## Task 1
Say whether each statement agrees with the boat-work journal below, answering yes or no and quoting the words of the journal that decide it: (a) The steering wheel came off easily. (b) Both hatches were sealed before the rain started. (c) The mainsail battens were already missing when the boat was acquired.

Despite the threat of rain on Sunday, I had hoped to have time to seal some cracks in the teak hatch bases with Lifecaulk. Once applied, if the joints got a little wet, it would only speed the curing of the Lifecaulk. Well, I got one of the two hatches done before the rain came down, so I had to go to Plan B. I measured the batten pockets on the mainsail so I could get some battens for it. (They were missing when I got the boat.) I removed the steering wheel using my new cheapie wheel puller. It was still stubborn, but I got it off eventually. I needed to remove the wheel to get at the leaking hydraulic steering pump. It will be an "interesting" learning experience to see if I can open up the pump and either make a new gasket or seal it with silicone 'form-a-gasket' without creating an unintended FUBAR consequence. While the wheel is off and at home, I'll clean it up, wrap the rim with small line, and if I'm ambitious, fabricate a cover for the center hub, which is now naked and ugly. I also removed a small extension of the saloon table top that wraps around the mast support and to which the table top is mounted. It should match the rest of the newly-refinished table, so home it went. Back in the shop, I sanded off the old finish and got the first coat of varnish applied before calling it a day.

October 11, 2010

Okay, so I'm now looking forward to the fourth "final" coat of varnish on the saloon table. After two prior imperfect efforts, I had gone to great lengths to eliminate previous flaws like holidays and dust zits in the third 'final' coat, and all was looking good until Mothra attacked.



A huge monster moth, at least 3/8th inch long, decided it needed to meet its end in the middle of my new coat of varnish, leaving a trail of destruction behind it in its death throws. Damn!

## Entries drawn from a collection

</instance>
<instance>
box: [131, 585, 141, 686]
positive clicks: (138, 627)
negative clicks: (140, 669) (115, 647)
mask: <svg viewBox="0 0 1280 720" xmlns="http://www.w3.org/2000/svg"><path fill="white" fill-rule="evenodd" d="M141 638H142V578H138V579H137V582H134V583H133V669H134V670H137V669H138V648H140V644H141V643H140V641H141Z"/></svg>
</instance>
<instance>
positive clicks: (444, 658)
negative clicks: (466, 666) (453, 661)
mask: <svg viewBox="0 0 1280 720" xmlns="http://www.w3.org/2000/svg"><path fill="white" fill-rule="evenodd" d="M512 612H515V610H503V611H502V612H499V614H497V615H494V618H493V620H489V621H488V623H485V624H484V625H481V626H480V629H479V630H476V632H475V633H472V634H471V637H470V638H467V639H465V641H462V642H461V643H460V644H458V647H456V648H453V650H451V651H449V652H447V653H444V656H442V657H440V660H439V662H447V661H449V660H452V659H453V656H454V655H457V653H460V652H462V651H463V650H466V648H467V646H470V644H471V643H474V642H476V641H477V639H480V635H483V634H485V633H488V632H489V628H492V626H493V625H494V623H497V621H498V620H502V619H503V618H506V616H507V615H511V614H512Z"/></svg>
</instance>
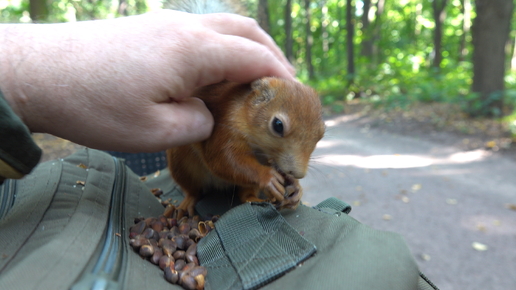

## Task 2
Write out all the rows above again, switching every "negative clicks" to "excluded points" and changing nothing else. Leave the picture out.

## Exercise result 1
(a) No: "It was still stubborn, but I got it off eventually."
(b) No: "I got one of the two hatches done before the rain came down"
(c) Yes: "They were missing when I got the boat."

## Exercise result 2
</instance>
<instance>
box: [131, 585, 141, 686]
positive clicks: (138, 627)
excluded points: (140, 669) (115, 647)
mask: <svg viewBox="0 0 1280 720" xmlns="http://www.w3.org/2000/svg"><path fill="white" fill-rule="evenodd" d="M141 638H142V578H138V579H137V582H134V583H133V669H134V670H137V669H138V648H140V644H141V643H140V641H141Z"/></svg>
</instance>
<instance>
positive clicks: (444, 658)
excluded points: (466, 666) (453, 661)
mask: <svg viewBox="0 0 1280 720" xmlns="http://www.w3.org/2000/svg"><path fill="white" fill-rule="evenodd" d="M512 612H515V610H503V611H502V612H499V614H497V615H494V618H493V620H489V621H488V623H485V624H484V625H481V626H480V629H479V630H476V632H475V633H472V634H471V637H470V638H467V639H465V641H462V642H461V643H460V644H458V647H456V648H453V650H451V651H449V652H447V653H444V656H442V657H440V660H439V662H447V661H449V660H452V659H453V656H454V655H457V653H460V652H462V651H463V650H466V648H467V646H470V644H471V643H474V642H476V641H477V639H480V635H483V634H485V633H488V632H489V628H492V626H493V625H494V623H497V621H498V620H502V619H503V618H506V616H507V615H511V614H512Z"/></svg>
</instance>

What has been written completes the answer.